[Opening Supplied information section]

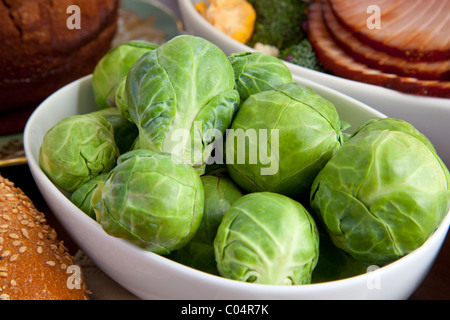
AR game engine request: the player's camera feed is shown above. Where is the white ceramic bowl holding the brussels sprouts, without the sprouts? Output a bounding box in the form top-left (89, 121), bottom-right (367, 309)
top-left (24, 76), bottom-right (450, 300)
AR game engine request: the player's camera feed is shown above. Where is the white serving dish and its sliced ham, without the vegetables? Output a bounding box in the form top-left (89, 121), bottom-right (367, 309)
top-left (178, 0), bottom-right (450, 166)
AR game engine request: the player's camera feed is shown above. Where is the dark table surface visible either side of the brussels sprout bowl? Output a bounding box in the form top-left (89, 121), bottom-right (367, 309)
top-left (0, 164), bottom-right (450, 300)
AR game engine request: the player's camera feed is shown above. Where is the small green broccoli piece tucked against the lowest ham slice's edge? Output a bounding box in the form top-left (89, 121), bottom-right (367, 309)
top-left (280, 38), bottom-right (327, 72)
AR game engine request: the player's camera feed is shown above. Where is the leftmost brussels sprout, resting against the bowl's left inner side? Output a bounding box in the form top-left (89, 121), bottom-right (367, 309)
top-left (39, 114), bottom-right (119, 192)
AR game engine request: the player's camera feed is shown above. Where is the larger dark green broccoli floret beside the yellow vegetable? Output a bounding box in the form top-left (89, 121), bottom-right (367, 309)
top-left (247, 0), bottom-right (309, 50)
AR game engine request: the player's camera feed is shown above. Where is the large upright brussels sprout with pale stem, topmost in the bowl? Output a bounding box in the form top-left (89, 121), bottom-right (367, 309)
top-left (124, 35), bottom-right (240, 173)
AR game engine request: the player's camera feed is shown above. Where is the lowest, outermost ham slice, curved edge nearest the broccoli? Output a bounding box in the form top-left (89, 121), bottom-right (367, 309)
top-left (308, 0), bottom-right (450, 98)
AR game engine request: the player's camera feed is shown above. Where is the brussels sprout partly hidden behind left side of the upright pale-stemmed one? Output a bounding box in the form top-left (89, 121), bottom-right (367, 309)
top-left (92, 40), bottom-right (159, 109)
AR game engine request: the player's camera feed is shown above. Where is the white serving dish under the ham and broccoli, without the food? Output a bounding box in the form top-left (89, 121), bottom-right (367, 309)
top-left (178, 0), bottom-right (450, 167)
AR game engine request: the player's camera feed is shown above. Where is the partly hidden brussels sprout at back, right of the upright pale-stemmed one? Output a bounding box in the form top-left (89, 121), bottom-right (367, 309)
top-left (228, 52), bottom-right (293, 101)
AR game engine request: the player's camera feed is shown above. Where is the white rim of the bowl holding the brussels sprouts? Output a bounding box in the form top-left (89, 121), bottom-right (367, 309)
top-left (24, 74), bottom-right (450, 294)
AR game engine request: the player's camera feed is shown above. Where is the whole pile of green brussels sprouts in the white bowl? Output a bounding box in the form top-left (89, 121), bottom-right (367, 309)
top-left (39, 35), bottom-right (450, 285)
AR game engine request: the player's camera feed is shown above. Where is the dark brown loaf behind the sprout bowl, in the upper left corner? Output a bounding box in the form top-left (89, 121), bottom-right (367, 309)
top-left (0, 0), bottom-right (119, 134)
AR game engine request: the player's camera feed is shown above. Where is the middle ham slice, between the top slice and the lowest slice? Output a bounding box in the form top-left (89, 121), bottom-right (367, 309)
top-left (322, 0), bottom-right (450, 81)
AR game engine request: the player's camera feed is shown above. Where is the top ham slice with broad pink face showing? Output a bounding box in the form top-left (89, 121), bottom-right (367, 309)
top-left (330, 0), bottom-right (450, 61)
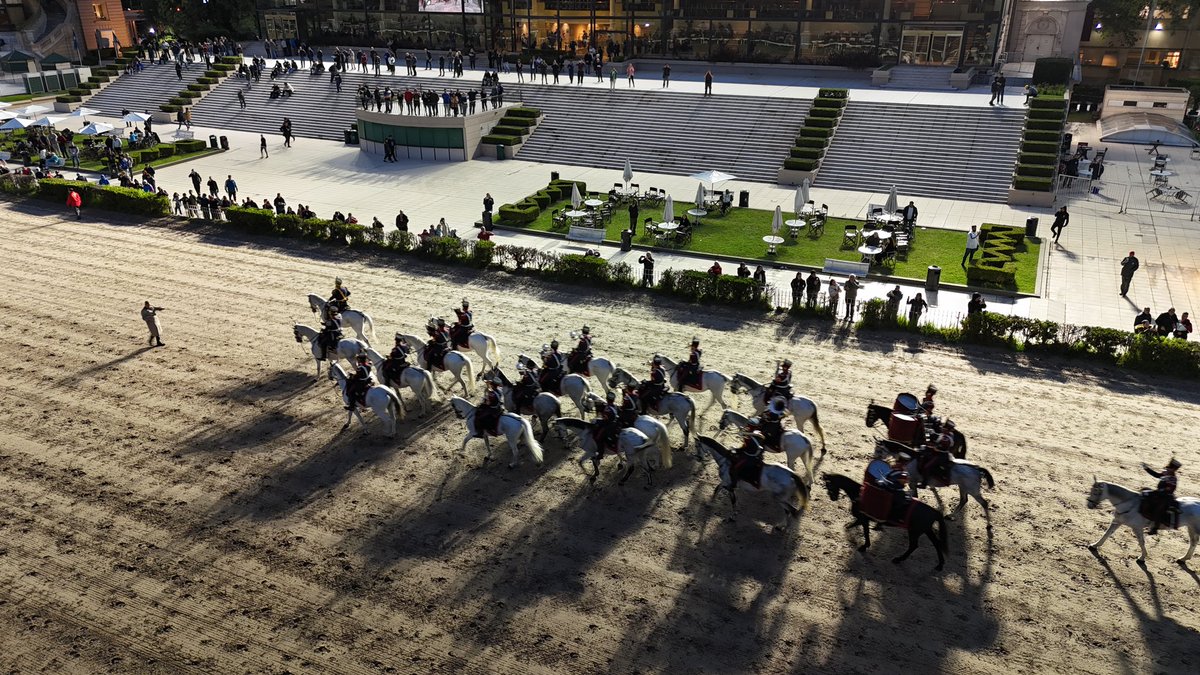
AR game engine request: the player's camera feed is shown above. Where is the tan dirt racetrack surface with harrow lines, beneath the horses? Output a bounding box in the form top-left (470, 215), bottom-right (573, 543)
top-left (0, 208), bottom-right (1200, 675)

[Closing Supplied information section]

**Your instructions:**
Copy every record exactly, leaving the pictures out.

**Answer section:**
AR game engine request: the player's camera feed is shown above. Where is the white ceramic bowl holding the brussels sprouts, without the sprouts? Output a bounding box in the form top-left (89, 121), bottom-right (367, 309)
top-left (24, 76), bottom-right (450, 300)
AR game engine request: the player's camera feed is shown above. Where is the white serving dish and its sliced ham, without the vegetables? Output a bounding box in the form top-left (89, 121), bottom-right (367, 309)
top-left (178, 0), bottom-right (450, 166)
AR game engine request: the player's camera feed is shown above. Where is the dark table surface visible either side of the brussels sprout bowl? Output a bounding box in the form top-left (89, 121), bottom-right (367, 309)
top-left (0, 164), bottom-right (450, 300)
AR game engine request: the player's camera feed is shown above. Where is the small green broccoli piece tucked against the lowest ham slice's edge? Output a bounding box in the form top-left (89, 121), bottom-right (367, 309)
top-left (280, 38), bottom-right (327, 72)
AR game engine request: the player's camera feed is shown above. Where is the leftmost brussels sprout, resting against the bowl's left inner side? Output a bounding box in the form top-left (89, 121), bottom-right (367, 309)
top-left (39, 114), bottom-right (119, 192)
AR game engine request: the player's camera feed is shown above. Where is the larger dark green broccoli floret beside the yellow vegetable? Output a bounding box in the form top-left (89, 121), bottom-right (367, 309)
top-left (247, 0), bottom-right (309, 50)
AR game engine request: the player's camera feed is shown above. Where is the large upright brussels sprout with pale stem, topmost in the bowl? Output a bounding box in the form top-left (89, 121), bottom-right (367, 309)
top-left (124, 35), bottom-right (240, 173)
AR game engine request: the player's camera feed is shown above. Where is the lowest, outermost ham slice, curved edge nearest the broccoli? Output a bounding box in the form top-left (89, 121), bottom-right (367, 309)
top-left (308, 0), bottom-right (450, 98)
AR game engine request: the player's camera feed is shown above. Where is the brussels sprout partly hidden behind left side of the upright pale-stemmed one? Output a bounding box in the form top-left (89, 121), bottom-right (367, 309)
top-left (92, 40), bottom-right (159, 109)
AR game engine request: the player's camera feed is shown above. Where is the white serving dish under the ham and broccoli, without the food? Output a bounding box in the form top-left (89, 121), bottom-right (367, 309)
top-left (178, 0), bottom-right (450, 167)
AR game engine request: the player's camera feed is shown above. Where is the partly hidden brussels sprout at back, right of the upright pale-stemmed one? Output a bounding box in the form top-left (89, 121), bottom-right (367, 309)
top-left (228, 52), bottom-right (293, 101)
AR game engine request: the player's camera feed is shown above. Where is the white rim of the bowl holding the brussels sprouts? Output a bounding box in the form top-left (89, 121), bottom-right (367, 309)
top-left (24, 74), bottom-right (450, 294)
AR game engine request: the player's camera feed is shown above. Where is the whole pile of green brussels sprouts in the white bowl? Output a bounding box in the form top-left (89, 121), bottom-right (367, 309)
top-left (39, 35), bottom-right (450, 285)
AR game engine request: the player's camera feed is shown above. Where is the dark brown loaf behind the sprout bowl, in the upper left corner? Output a bounding box in the form top-left (89, 121), bottom-right (367, 309)
top-left (0, 0), bottom-right (119, 134)
AR game engine request: the player's camera feed is shown above. Where is the middle ham slice, between the top slice and the lowest slice? Output a bounding box in the form top-left (89, 121), bottom-right (367, 309)
top-left (322, 0), bottom-right (450, 81)
AR game engine request: the player's camera feed is shown above. Where is the top ham slice with broad pink face showing? Output a bounding box in the form top-left (89, 121), bottom-right (367, 309)
top-left (330, 0), bottom-right (450, 61)
AR game engine request: the player's camera feed is shown above. Where is the tan dirt racetrack surface with harrow lines, beneath the horses? Output a bounding box in the form top-left (470, 215), bottom-right (573, 543)
top-left (0, 208), bottom-right (1200, 675)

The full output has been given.